*TASK INSTRUCTIONS*
1/ According to the Ruth Goetz biography, with whom did she study scenic design?
2/ Reproduce the stretch of the Ruth Goetz biography from "American dramatist" through "October 11, 1932.".

*SOURCE EXTRACT*
════════════════════

- Born: January 12, 1912 Philadelphia, Pennsylvania, U.S.
- Died: October 12, 2001 (aged 89) Englewood, New Jersey, U.S.
- Occupations: Playwright, Screenwriter

= Ruth Goetz =

American dramatist

Ruth Goetz (January 12, 1912 — October 12, 2001) was an American playwright, screenwriter, and translator along with her husband and collaborator Augustus Goetz.

== Biography ==

=== Early life ===
Ruth Goetz was born Ruth Goodman on January 12, 1912, in Philadelphia, Pennsylvania, to Lily Cartun Goodman and Philip Goodman, a playwright and a theatrical producer. In her early years, Goetz attended Miss Marshall's Classes for Young Gentlewomen. Shortly after, Goetz studied scenic design with Norman Bel Geddes and harbored work as a costume designer. Goetz married Augustus Otto Goetz, a stockbroker at the time, on October 11, 1932.

=== Career ===
In pursuit of writing careers, the Goetzes began collaborating on plays together. Among their first, written in collaboration with Arthur Sheekman, was Franklin Street, a comedy loosely based on Philip Goodman's autobiography, which closed at the National Theater in Washington, D.C., in 1940. Their next play, One-Man Show, the story of the relationship between a father and daughter set in the world of art dealers, opened at Broadway's Ethel Barrymore Theatre in 1945 for a brief run.

Later, the Goetzes adapted Washington Square, the novel by author Henry James, to the stage under the same title. Met with little success, the Goetzes revised the ending and brought it back to the stage under the title The Heiress onto Broadway in 1947. After the success of the play, the Goetzes wrote the screenplay for its adaptation to the screen for a film directed by William Wyler. The film received good notices and garnered the partnership a Writers Guild of America Award nomination for Best Written Drama.

════════════════════

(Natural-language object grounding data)
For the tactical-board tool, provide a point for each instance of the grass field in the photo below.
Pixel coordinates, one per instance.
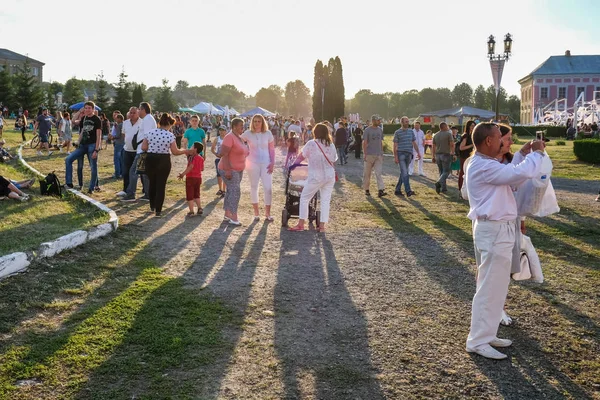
(144, 313)
(44, 218)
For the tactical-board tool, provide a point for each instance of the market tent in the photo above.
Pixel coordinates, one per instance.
(187, 109)
(258, 110)
(206, 108)
(464, 111)
(79, 106)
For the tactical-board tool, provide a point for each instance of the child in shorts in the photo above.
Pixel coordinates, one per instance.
(193, 178)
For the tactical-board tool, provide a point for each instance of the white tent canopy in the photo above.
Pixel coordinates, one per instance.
(207, 108)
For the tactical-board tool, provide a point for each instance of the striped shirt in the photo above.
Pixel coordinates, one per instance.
(405, 138)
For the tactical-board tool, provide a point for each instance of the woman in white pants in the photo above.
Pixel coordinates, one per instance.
(260, 162)
(321, 155)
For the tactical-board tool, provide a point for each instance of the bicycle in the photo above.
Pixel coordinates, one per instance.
(36, 140)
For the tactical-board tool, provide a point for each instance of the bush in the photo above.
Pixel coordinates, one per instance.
(587, 150)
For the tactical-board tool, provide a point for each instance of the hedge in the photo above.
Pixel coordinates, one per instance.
(550, 131)
(587, 150)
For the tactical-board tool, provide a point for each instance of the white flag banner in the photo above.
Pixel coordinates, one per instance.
(497, 69)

════════════════════

*SOLUTIONS*
1/ Norman Bel Geddes

2/
American dramatist

Ruth Goetz (January 12, 1912 — October 12, 2001) was an American playwright, screenwriter, and translator along with her husband and collaborator Augustus Goetz.

== Biography ==

=== Early life ===
Ruth Goetz was born Ruth Goodman on January 12, 1912, in Philadelphia, Pennsylvania, to Lily Cartun Goodman and Philip Goodman, a playwright and a theatrical producer. In her early years, Goetz attended Miss Marshall's Classes for Young Gentlewomen. Shortly after, Goetz studied scenic design with Norman Bel Geddes and harbored work as a costume designer. Goetz married Augustus Otto Goetz, a stockbroker at the time, on October 11, 1932.